*Exercise details*.
Output exactly the lines between the one holding "Query: red onion half" and the last line of the data below, both of those lines included.

*Supplied records*.

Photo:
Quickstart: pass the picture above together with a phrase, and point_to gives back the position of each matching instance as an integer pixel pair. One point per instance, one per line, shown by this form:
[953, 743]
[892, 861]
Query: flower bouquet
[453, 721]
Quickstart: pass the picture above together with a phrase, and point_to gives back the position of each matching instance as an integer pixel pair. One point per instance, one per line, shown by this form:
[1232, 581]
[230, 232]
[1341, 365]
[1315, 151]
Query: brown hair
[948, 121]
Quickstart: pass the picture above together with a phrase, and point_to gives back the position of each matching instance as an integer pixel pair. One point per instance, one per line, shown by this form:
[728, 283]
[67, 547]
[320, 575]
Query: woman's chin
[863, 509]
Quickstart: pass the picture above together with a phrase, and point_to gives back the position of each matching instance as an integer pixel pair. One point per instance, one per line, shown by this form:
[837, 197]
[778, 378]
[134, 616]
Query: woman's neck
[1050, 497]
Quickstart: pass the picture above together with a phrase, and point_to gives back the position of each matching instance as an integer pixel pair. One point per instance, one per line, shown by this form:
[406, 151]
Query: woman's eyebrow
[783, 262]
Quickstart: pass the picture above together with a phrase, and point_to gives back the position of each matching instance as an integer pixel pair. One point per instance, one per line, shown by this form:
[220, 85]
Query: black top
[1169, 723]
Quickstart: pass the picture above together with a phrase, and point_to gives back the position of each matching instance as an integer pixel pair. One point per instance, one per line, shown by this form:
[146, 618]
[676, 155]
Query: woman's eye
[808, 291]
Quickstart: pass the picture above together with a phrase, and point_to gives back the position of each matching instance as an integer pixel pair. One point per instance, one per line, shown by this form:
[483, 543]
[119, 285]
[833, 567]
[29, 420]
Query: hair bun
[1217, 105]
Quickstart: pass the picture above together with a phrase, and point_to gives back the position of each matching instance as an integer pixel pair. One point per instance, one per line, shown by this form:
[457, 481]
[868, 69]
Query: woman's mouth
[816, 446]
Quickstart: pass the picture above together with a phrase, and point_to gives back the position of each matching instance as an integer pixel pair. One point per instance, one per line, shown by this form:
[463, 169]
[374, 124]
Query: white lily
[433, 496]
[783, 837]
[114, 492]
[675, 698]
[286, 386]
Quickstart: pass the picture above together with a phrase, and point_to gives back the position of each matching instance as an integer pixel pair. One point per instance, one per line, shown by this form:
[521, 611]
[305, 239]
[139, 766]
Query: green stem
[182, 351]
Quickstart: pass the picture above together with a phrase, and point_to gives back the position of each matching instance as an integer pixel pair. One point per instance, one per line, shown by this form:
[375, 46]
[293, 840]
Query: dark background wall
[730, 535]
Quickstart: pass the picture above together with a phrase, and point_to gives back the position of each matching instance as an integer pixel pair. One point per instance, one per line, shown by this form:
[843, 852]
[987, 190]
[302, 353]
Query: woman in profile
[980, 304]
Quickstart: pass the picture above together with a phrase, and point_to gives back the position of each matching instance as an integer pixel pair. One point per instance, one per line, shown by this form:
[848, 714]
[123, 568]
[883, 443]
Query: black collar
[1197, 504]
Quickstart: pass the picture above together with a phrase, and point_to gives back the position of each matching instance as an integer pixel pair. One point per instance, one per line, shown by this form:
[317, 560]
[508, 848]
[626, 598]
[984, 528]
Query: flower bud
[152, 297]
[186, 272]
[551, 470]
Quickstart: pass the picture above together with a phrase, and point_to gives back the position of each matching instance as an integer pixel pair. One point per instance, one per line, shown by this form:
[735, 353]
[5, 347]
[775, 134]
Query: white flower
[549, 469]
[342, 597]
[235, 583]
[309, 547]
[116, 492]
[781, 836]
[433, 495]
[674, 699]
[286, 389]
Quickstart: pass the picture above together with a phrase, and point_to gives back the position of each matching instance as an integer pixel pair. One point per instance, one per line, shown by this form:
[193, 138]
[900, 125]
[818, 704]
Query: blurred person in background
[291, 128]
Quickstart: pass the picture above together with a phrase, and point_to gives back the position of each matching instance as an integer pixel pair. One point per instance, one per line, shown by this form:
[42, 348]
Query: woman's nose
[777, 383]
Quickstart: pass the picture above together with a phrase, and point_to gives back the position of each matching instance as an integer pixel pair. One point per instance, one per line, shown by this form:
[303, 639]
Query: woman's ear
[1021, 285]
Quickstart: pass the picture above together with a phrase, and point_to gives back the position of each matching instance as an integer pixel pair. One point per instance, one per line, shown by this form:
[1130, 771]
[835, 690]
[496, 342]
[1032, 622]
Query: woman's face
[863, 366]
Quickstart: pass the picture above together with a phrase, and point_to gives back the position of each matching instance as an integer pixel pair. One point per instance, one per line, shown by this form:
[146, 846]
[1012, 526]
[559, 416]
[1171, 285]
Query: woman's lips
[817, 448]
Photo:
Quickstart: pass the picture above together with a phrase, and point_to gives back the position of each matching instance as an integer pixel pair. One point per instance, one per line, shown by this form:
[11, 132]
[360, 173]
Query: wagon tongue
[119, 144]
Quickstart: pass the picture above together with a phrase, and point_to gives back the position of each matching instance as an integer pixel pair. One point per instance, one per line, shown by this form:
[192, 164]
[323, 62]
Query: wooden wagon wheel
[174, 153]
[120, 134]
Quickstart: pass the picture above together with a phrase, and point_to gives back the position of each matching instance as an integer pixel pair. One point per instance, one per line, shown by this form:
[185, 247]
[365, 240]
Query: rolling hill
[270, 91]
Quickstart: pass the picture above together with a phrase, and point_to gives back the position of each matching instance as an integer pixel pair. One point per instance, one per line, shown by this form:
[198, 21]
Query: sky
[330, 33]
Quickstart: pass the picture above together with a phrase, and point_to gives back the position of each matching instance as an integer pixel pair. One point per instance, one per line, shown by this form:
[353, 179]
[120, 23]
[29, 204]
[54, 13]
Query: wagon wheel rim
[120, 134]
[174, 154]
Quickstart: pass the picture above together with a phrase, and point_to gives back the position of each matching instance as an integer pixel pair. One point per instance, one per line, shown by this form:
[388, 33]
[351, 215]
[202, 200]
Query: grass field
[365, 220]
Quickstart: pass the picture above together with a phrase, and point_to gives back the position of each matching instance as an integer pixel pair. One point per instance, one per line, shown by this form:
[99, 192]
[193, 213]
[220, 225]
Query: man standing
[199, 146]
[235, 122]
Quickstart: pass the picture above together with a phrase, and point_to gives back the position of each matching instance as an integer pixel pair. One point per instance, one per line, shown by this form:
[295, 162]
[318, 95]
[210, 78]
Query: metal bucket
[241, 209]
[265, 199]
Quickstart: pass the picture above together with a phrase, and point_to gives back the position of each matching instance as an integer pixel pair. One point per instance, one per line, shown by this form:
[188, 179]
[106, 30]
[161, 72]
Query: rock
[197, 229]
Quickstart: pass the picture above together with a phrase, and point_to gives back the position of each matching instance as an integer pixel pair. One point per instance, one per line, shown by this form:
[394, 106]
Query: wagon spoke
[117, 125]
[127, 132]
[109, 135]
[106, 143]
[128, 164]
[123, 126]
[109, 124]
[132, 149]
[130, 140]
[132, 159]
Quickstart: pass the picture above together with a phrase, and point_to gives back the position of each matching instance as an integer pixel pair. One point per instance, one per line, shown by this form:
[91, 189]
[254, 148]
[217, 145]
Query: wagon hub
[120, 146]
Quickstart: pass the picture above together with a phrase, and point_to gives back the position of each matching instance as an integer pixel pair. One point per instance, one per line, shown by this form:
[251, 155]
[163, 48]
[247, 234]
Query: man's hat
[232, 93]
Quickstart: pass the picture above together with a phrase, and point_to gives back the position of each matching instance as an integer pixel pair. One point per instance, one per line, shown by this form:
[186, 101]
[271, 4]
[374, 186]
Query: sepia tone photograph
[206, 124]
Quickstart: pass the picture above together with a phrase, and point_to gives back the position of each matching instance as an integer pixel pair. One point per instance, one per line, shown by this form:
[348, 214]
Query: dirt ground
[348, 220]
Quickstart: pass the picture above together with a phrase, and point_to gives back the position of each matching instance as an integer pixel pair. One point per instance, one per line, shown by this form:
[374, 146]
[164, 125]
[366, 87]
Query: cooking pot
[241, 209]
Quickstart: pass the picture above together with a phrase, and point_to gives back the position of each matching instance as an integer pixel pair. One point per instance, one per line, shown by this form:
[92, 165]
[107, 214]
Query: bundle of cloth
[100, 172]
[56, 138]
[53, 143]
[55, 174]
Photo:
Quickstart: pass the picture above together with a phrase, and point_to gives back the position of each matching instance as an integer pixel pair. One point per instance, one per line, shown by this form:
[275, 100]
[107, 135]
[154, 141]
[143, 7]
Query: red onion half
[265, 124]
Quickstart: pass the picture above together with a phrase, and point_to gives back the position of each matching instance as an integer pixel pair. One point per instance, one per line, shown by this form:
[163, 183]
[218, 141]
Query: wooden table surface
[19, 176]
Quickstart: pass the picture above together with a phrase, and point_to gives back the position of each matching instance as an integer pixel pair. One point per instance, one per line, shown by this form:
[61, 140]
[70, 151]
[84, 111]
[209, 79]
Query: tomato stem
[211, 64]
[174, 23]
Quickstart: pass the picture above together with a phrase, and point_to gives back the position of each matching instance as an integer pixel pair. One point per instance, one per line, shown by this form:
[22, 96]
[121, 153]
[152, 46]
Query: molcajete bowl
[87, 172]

*Expected output*.
Query: red onion half
[265, 124]
Quickstart: pass the picture above together with a phrase, and point_to gives back the position of each matching instance as an integer pixel pair. One point per instance, one per line, shown by this form:
[163, 183]
[218, 141]
Query: wooden table surface
[19, 176]
Quickstart: pass the picture above together with a phrase, and point_to gives back the position of each matching instance as an integer pixel pair. One point per instance, one per line, shown by this form:
[61, 140]
[70, 151]
[84, 111]
[209, 79]
Query: tomato stem
[211, 64]
[174, 23]
Quickstart: pass the picture above together with a phrase, and point_to gives back the position of each matching instance as an integer pixel pair. One point per instance, one per line, shown by this form:
[22, 96]
[121, 153]
[152, 46]
Query: molcajete bowl
[87, 172]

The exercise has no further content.